*DATASET EXTRACT*:
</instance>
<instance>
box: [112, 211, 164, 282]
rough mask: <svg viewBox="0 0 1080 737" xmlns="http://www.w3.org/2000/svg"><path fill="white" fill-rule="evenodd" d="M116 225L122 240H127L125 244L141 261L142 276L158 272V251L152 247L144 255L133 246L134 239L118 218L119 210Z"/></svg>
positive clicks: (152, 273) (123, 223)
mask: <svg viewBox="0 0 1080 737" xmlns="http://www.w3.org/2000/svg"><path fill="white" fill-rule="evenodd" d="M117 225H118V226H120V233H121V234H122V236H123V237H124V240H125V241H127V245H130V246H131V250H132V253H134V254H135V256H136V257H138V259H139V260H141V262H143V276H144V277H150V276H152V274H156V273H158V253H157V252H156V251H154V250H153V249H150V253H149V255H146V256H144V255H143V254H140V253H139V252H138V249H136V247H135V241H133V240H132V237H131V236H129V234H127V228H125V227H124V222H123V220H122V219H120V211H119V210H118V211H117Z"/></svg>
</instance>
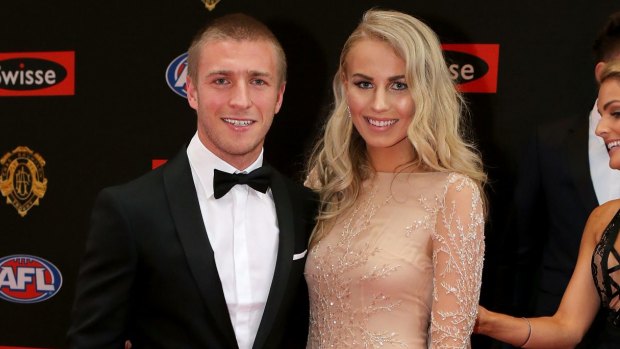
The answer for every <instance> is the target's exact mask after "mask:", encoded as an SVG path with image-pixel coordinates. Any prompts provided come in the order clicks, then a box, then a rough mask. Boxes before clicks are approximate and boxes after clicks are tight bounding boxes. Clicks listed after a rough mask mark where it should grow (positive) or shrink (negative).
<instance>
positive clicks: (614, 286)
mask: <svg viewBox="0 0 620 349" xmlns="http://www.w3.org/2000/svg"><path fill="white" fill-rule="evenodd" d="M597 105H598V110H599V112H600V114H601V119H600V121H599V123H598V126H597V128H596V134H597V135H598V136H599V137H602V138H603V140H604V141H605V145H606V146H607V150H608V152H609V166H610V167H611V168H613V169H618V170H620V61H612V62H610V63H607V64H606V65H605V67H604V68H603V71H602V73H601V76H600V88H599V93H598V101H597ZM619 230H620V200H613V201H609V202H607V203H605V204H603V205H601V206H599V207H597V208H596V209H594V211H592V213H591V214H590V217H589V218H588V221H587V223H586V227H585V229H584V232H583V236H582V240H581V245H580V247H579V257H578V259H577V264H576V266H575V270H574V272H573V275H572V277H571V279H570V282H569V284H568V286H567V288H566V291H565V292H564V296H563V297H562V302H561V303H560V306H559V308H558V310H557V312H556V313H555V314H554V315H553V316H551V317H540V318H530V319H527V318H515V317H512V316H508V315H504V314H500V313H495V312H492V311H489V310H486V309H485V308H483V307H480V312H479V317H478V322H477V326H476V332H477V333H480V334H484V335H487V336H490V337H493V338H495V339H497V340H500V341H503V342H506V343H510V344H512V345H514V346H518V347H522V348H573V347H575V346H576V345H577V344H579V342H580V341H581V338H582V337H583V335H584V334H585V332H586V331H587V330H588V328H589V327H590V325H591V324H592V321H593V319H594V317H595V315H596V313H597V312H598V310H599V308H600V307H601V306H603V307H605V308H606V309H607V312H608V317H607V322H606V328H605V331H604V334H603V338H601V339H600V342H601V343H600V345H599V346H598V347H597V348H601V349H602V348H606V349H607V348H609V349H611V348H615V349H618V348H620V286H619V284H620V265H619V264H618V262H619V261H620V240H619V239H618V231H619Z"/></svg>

*WHAT IS REQUIRED*:
Copy the listing above word for word, keeping every line as it appears. Omit the pictures from your copy.

*SOLUTION BELOW*:
</instance>
<instance>
box: [112, 211, 164, 282]
rough mask: <svg viewBox="0 0 1080 737" xmlns="http://www.w3.org/2000/svg"><path fill="white" fill-rule="evenodd" d="M116 225L122 240H127L125 244L141 261L142 276L158 272V251L152 247L144 255L133 246L134 239L118 218L119 210Z"/></svg>
positive clicks: (152, 273) (123, 223)
mask: <svg viewBox="0 0 1080 737" xmlns="http://www.w3.org/2000/svg"><path fill="white" fill-rule="evenodd" d="M117 225H118V226H120V233H121V234H122V236H123V237H124V240H125V241H127V245H130V246H131V250H132V253H134V254H135V256H136V257H138V259H139V260H141V262H143V276H144V277H150V276H152V274H156V273H158V253H157V252H156V251H154V250H153V249H150V253H149V255H146V256H144V255H143V254H140V253H139V252H138V249H136V247H135V241H133V240H132V237H131V236H129V234H127V228H125V227H124V222H123V220H122V219H120V211H119V210H118V211H117Z"/></svg>
</instance>
The answer for every <instance> is the target's exact mask after "mask:", encoded as an SVG path with image-pixel coordinates. Any prompts provided come in the order clicks, then a box, then a rough mask. Boxes before clicks are approximate and boxes after clicks are tight bounding boxes. Clicks listed after a rough mask mark where it should grow (positive) or shrink (negative).
<instance>
positive clicks: (614, 286)
mask: <svg viewBox="0 0 620 349" xmlns="http://www.w3.org/2000/svg"><path fill="white" fill-rule="evenodd" d="M597 105H598V110H599V112H600V114H601V119H600V121H599V123H598V126H597V128H596V134H597V135H598V136H599V137H602V138H603V140H604V141H605V145H606V146H607V150H608V152H609V166H610V167H611V168H613V169H618V170H620V61H612V62H610V63H607V64H606V65H605V67H604V68H603V71H602V73H601V76H600V88H599V93H598V101H597ZM619 230H620V200H613V201H609V202H607V203H605V204H603V205H601V206H599V207H597V208H596V209H594V211H592V213H591V214H590V217H589V218H588V221H587V223H586V227H585V229H584V232H583V236H582V240H581V245H580V247H579V257H578V259H577V264H576V266H575V270H574V272H573V275H572V277H571V279H570V282H569V284H568V286H567V288H566V291H565V292H564V296H563V297H562V302H561V303H560V306H559V308H558V310H557V312H556V313H555V314H554V315H553V316H551V317H540V318H530V319H527V318H515V317H512V316H508V315H504V314H500V313H495V312H492V311H489V310H486V309H485V308H483V307H480V312H479V317H478V322H477V326H476V332H477V333H480V334H484V335H487V336H490V337H493V338H495V339H497V340H500V341H503V342H506V343H510V344H512V345H514V346H518V347H522V348H573V347H575V346H576V345H577V344H579V342H580V341H581V338H582V337H583V335H584V334H585V332H586V331H587V330H588V328H589V327H590V325H591V324H592V321H593V319H594V317H595V315H596V313H597V312H598V310H599V308H600V307H601V306H603V307H605V308H606V309H607V312H608V317H607V322H606V328H605V331H604V334H603V338H601V339H600V342H601V343H600V345H599V346H598V347H597V348H601V349H602V348H606V349H607V348H609V349H611V348H615V349H618V348H620V286H619V284H620V265H619V264H618V262H619V261H620V240H619V239H618V231H619Z"/></svg>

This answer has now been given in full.